# Extract to read
----

As Int’l Eucharistic Congress begins in Quito, Pope Francis calls for ‘radical fraternity’ to heal the world

Sep 10, 2024 | 0 comments

By La Croix International staff

Pope Francis, along with other Church leaders, called for “radical fraternity” to heal a world fractured by division, poverty, and environmental crises during the 53rd International Eucharistic Congress in Quito, Ecuador. The congress has drawn thousands from over 40 countries.

Thousands of the Catholic faithful participated in the opening day mass of the International Eucharistic Congress at the Quito airport, Sept. 8.

Pope Francis, currently on his 11-day journey to Indonesia, Papua New Guinea, East Timor, and Singapore, also sent a video message September 8 in Spanish for the International Eucharistic Congress in Quito. He encouraged participants to recover radical fraternity with God and with one another. He also spoke of the close link between the Eucharist and fraternity to build a more just and humane world.

That world, he added, is built upon “a profound brotherhood, born of union with God, born of allowing ourselves to be ground, like wheat, so that we can become bread, the body of Christ, thus participating fully in the Eucharist and in the assembly of the saints.”

The International Eucharistic Congress is being held in Quito, Ecuador, from September 8–15, in honor of the 150th anniversary of the nation’s consecration to the Sacred Heart of Jesus. The event in Quito, where the first National Eucharistic Congress was held in 1886, has drawn over 4,000 participants from at least 40 countries worldwide. During the September 8 opening Mass, more than 1,500 children celebrated their First Communion. The theme for the 2024 congress is “Fraternity to Heal the World.”

According to the “basic text” of the 53rd International Eucharistic Congress document, “We are living in a wounded world – a world with wounds still open and festering,” and that is why “it is not merely a matter of healing relations between the various peoples inhabiting the face of the earth, but about healing the human heart’s wounds that obstruct peace and reconciliation.”

Bread as a symbol of unity
In his message, the pope also drew from the early Church Fathers recalling how bread, as a symbol of the Eucharist, united people, as it cannot be made from a single grain. “That the sign of bread kindles in the people of God the desire for fraternity, for just as bread cannot be kneaded from a single grain, so too must we walk together, for ‘though we are many, we are one body, one bread.’”

Pope Francis called for a proactive form of “Eucharistic fraternity,” citing the example of Venerable Sister Angela Maria of the Heart of Jesus, a German Trinitarian Sister of Valencia nun, born Angela Autsch who died in the Auschwitz concentration camp during World War II — for her “proactive” fraternity. The pope recalled that even before she was arrested by the Nazis, “when the evil looming over the world was already evident”, she inspired her family to resist through simple yet powerful acts, such as regularly receiving Communion, believing that the Eucharist fortified both the Church and its members in their struggle against evil.

----

# Recorded data

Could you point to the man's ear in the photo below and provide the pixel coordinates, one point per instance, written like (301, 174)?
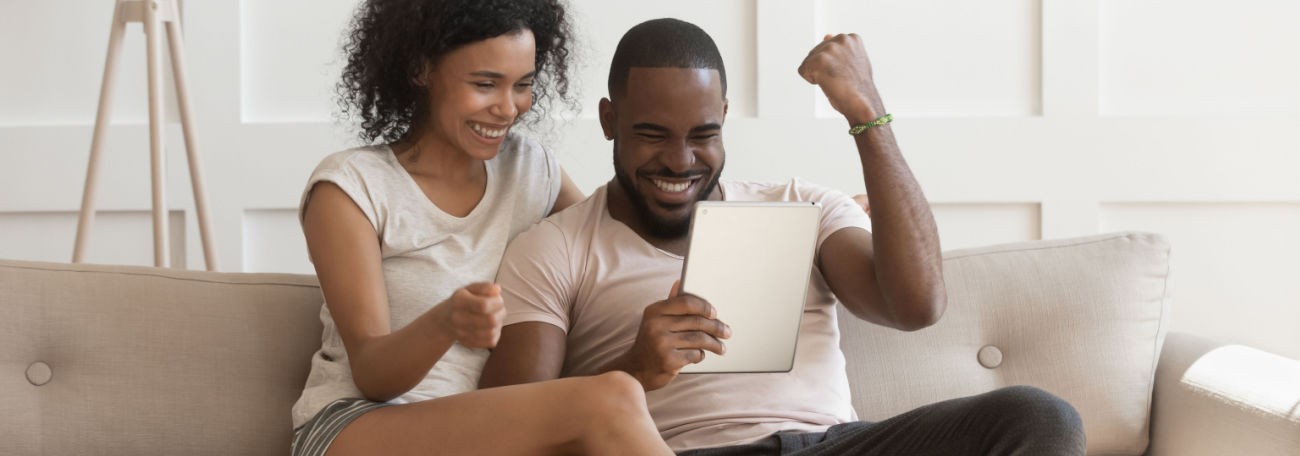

----

# Requests
1. Translate this sentence from the article on the Eucharistic Congress in Quito into Spanish: "The theme for the 2024 congress is “Fraternity to Heal the World.”"
2. From the article on the Eucharistic Congress in Quito, set down word for word the passage that begins at the words "As Int’l Eucharistic" and ends after "airport, Sept. 8.".
3. Please write the next part of the article on the Eucharistic Congress in Quito, picking up after its last sentence.

# Answers to the problems
1. El tema del congreso de 2024 es «Fraternidad para sanar el mundo».

2.
As Int’l Eucharistic Congress begins in Quito, Pope Francis calls for ‘radical fraternity’ to heal the world

Sep 10, 2024 | 0 comments

By La Croix International staff

Pope Francis, along with other Church leaders, called for “radical fraternity” to heal a world fractured by division, poverty, and environmental crises during the 53rd International Eucharistic Congress in Quito, Ecuador. The congress has drawn thousands from over 40 countries.

Thousands of the Catholic faithful participated in the opening day mass of the International Eucharistic Congress at the Quito airport, Sept. 8.

3.
“These simple gestures,” Pope Francis said, “make us more aware that if one member suffers, the whole body suffers with it; they help us become Christ’s Simon of Cyrene, who took upon Himself the weight of the world’s suffering in order to heal it.”

He urged the faithful to learn this lesson and to recover this “radical fraternity” with God. “We are one in the one Lord of our lives; we are one in a way that we cannot fully understand, but what we do understand is that only in that unity can we serve the world and heal it—heal the world,” he said.

Leaders stress healing in a divided world
In his opening address at the congress, Salesian Archbishop Alfredo José Espinoza Mateus of Quito said the Eucharist “challenges us to be true builders of fraternity” to “heal the wounds of the world.” It also “commits us to be authentically brothers in the midst of a world full of violence, death, wars; a world that divides, not a world that unites; a world that turns man into an enemy and not a brother.”

Father Corrado Maggioni, president of the Pontifical Committee for International Eucharistic Congresses, noted in his message that, like the Eucharist, the “congress is not an idea but an experience to be lived.” There will not only be “things to listen to, but experiences to exchange,” he said.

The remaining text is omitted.